§ **Instructions to follow**
Write out all the data again, exactly as it stands.

§ **Task data**
-- -- --
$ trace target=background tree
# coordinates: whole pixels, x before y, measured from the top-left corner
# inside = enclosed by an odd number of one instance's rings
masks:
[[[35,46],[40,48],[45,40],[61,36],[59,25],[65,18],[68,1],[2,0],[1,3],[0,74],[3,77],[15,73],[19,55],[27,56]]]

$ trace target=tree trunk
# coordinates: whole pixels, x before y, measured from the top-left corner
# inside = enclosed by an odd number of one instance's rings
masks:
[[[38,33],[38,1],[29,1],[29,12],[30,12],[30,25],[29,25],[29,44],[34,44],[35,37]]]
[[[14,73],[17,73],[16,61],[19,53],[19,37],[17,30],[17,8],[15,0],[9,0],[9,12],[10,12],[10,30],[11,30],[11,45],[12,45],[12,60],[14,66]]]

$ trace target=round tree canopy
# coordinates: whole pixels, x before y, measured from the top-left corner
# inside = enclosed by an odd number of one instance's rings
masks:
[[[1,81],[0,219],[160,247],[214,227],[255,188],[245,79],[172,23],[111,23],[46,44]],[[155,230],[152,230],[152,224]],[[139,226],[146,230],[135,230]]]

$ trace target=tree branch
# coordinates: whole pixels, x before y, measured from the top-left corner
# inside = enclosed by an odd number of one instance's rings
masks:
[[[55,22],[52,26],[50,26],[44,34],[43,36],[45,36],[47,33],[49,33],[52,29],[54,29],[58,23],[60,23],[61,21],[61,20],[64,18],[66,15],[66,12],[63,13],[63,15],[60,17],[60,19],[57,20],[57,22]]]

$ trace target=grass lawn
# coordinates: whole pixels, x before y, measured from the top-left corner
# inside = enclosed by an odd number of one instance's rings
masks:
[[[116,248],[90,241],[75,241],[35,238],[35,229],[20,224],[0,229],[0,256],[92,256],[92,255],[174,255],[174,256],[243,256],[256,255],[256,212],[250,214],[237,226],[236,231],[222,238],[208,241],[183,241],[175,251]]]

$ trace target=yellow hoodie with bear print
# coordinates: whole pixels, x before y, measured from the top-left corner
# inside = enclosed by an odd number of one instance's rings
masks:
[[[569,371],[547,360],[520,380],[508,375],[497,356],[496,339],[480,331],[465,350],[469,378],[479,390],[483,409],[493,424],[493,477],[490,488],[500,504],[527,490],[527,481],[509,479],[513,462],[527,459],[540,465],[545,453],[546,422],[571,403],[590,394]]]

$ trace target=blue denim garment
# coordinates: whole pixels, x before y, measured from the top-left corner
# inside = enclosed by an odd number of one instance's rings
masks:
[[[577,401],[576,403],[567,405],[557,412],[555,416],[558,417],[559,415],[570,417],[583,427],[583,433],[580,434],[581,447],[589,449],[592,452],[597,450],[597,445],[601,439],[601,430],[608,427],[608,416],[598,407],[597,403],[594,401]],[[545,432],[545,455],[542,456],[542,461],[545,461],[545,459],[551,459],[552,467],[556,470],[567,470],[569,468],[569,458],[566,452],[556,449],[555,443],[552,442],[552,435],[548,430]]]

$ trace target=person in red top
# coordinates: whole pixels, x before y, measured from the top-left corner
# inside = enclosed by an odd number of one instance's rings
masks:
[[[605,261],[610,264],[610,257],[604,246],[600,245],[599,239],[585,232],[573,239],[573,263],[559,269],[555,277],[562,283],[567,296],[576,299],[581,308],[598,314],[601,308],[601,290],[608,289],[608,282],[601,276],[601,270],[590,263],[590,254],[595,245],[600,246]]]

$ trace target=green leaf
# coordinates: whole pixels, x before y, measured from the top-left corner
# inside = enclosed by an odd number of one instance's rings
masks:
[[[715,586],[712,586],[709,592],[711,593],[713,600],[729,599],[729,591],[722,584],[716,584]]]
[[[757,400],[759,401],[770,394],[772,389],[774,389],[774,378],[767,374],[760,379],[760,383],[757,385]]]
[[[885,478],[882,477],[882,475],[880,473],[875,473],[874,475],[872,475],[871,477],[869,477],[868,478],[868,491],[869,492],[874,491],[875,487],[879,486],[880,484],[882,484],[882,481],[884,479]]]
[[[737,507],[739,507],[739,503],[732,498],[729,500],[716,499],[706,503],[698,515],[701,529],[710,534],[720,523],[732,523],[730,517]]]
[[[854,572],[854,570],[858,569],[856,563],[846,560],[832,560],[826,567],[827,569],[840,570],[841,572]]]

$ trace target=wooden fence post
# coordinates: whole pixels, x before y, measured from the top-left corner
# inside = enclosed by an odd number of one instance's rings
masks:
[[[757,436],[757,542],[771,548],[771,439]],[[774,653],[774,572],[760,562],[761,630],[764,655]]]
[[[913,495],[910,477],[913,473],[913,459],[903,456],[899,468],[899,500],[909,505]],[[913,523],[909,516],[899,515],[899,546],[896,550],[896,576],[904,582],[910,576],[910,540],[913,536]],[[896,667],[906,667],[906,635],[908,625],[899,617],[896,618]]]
-- -- --
§ **Correct response**
$ trace target=background tree
# coordinates: whole pixels, x before y, measured from the top-left corner
# inside = enclosed by an odd number of one instance's rings
masks:
[[[35,46],[40,48],[45,40],[61,36],[59,25],[65,18],[68,1],[2,0],[1,3],[0,74],[3,77],[15,73],[19,55],[27,56]]]

$ trace target=tree trunk
# coordinates: whole pixels, x before y, measured from the top-left corner
# inside = enclosed by an odd number of one instance's rings
masks:
[[[38,33],[38,1],[29,1],[29,12],[30,12],[30,25],[29,25],[29,44],[34,44],[35,37]]]
[[[14,73],[17,73],[16,61],[19,53],[19,37],[17,30],[17,8],[15,0],[9,0],[9,12],[10,12],[10,30],[11,30],[11,45],[12,45],[12,60],[14,66]]]

$ trace target=round tree canopy
# coordinates: whole pixels, x before y, measured from the top-left corner
# inside = enclosed by an odd number of one instance's rings
masks:
[[[1,81],[0,219],[160,247],[214,227],[255,188],[245,79],[172,23],[111,23],[46,44]],[[155,230],[152,230],[152,224]],[[139,226],[146,230],[135,230]]]

$ trace target=tree branch
# coordinates: whole pixels, x before y, measured from the top-left corner
# inside = enclosed by an odd number of one instance's rings
masks:
[[[55,22],[52,26],[50,26],[44,34],[43,36],[45,36],[47,33],[49,33],[52,29],[54,29],[58,23],[60,23],[61,21],[61,20],[64,18],[66,15],[66,12],[63,13],[63,15],[60,17],[60,19],[57,20],[57,22]]]

$ trace target=grass lawn
# coordinates: whole pixels, x before y, measured from the top-left corner
# inside = enclosed by an odd number of one instance's rings
masks:
[[[116,248],[90,241],[75,241],[35,238],[35,229],[20,224],[0,229],[0,256],[92,256],[92,255],[174,255],[174,256],[243,256],[256,255],[256,212],[250,214],[237,226],[236,231],[222,238],[208,241],[183,241],[175,251]]]

$ trace target=yellow hoodie with bear print
# coordinates: whole pixels, x before y, measured from the top-left corner
# inside = enclosed by an odd number of one instance's rings
masks:
[[[569,371],[547,360],[520,380],[508,375],[497,356],[496,339],[480,331],[465,350],[469,378],[479,390],[483,409],[493,424],[493,477],[490,488],[500,504],[527,490],[527,481],[509,479],[513,462],[527,459],[540,465],[545,453],[546,422],[571,403],[590,394]]]

$ trace target=blue denim garment
# coordinates: whole pixels, x before y, measured from the top-left corner
# inside = enclosed by an odd number of one instance's rings
masks:
[[[577,401],[576,403],[567,405],[557,412],[555,416],[558,417],[559,415],[570,417],[583,427],[583,433],[580,434],[581,447],[589,449],[592,452],[597,450],[597,445],[601,439],[601,430],[608,427],[608,416],[598,407],[597,403],[594,401]],[[545,432],[545,455],[542,456],[542,461],[545,461],[545,459],[551,459],[552,467],[556,470],[567,470],[569,468],[569,458],[566,452],[556,449],[555,443],[552,442],[552,435],[548,430]]]

$ trace target=person in red top
# coordinates: whole pixels, x before y, measured from the top-left corner
# inside = enclosed by an odd number of one instance's rings
masks:
[[[605,261],[610,264],[610,257],[604,246],[600,245],[599,239],[585,232],[573,239],[573,263],[559,269],[555,277],[562,283],[567,296],[576,299],[581,308],[598,314],[601,308],[601,290],[608,289],[608,282],[601,276],[601,270],[590,263],[590,254],[595,245],[600,246]]]

$ trace target=green leaf
# coordinates: whole pixels, x before y, measured from the top-left corner
# inside = enclosed by an odd number of one instance's rings
masks:
[[[715,586],[712,586],[709,592],[711,593],[713,600],[729,599],[729,591],[722,584],[716,584]]]
[[[757,400],[759,401],[770,394],[772,389],[774,389],[774,378],[767,374],[760,379],[760,383],[757,385]]]
[[[885,478],[882,477],[882,475],[880,473],[875,473],[874,475],[872,475],[871,477],[869,477],[868,478],[868,491],[869,492],[874,491],[875,487],[879,486],[880,484],[882,484],[882,481],[884,479]]]
[[[737,507],[739,507],[739,503],[732,498],[729,500],[716,499],[706,503],[698,515],[701,529],[710,534],[720,523],[732,523],[730,517]]]
[[[854,572],[854,570],[858,569],[856,563],[846,560],[832,560],[826,567],[827,569],[840,570],[841,572]]]

$ trace target=wooden fence post
# coordinates: whole pixels, x before y, measured from the top-left corner
# inside = enclosed by an odd number of one instance's rings
masks:
[[[757,436],[757,542],[771,548],[771,439]],[[774,653],[774,572],[760,562],[761,630],[764,655]]]
[[[913,495],[910,477],[913,473],[913,459],[903,456],[899,468],[899,500],[909,505]],[[913,523],[909,516],[899,515],[899,546],[896,550],[896,576],[904,582],[910,576],[910,540],[913,536]],[[896,667],[906,667],[906,635],[908,625],[899,617],[896,618]]]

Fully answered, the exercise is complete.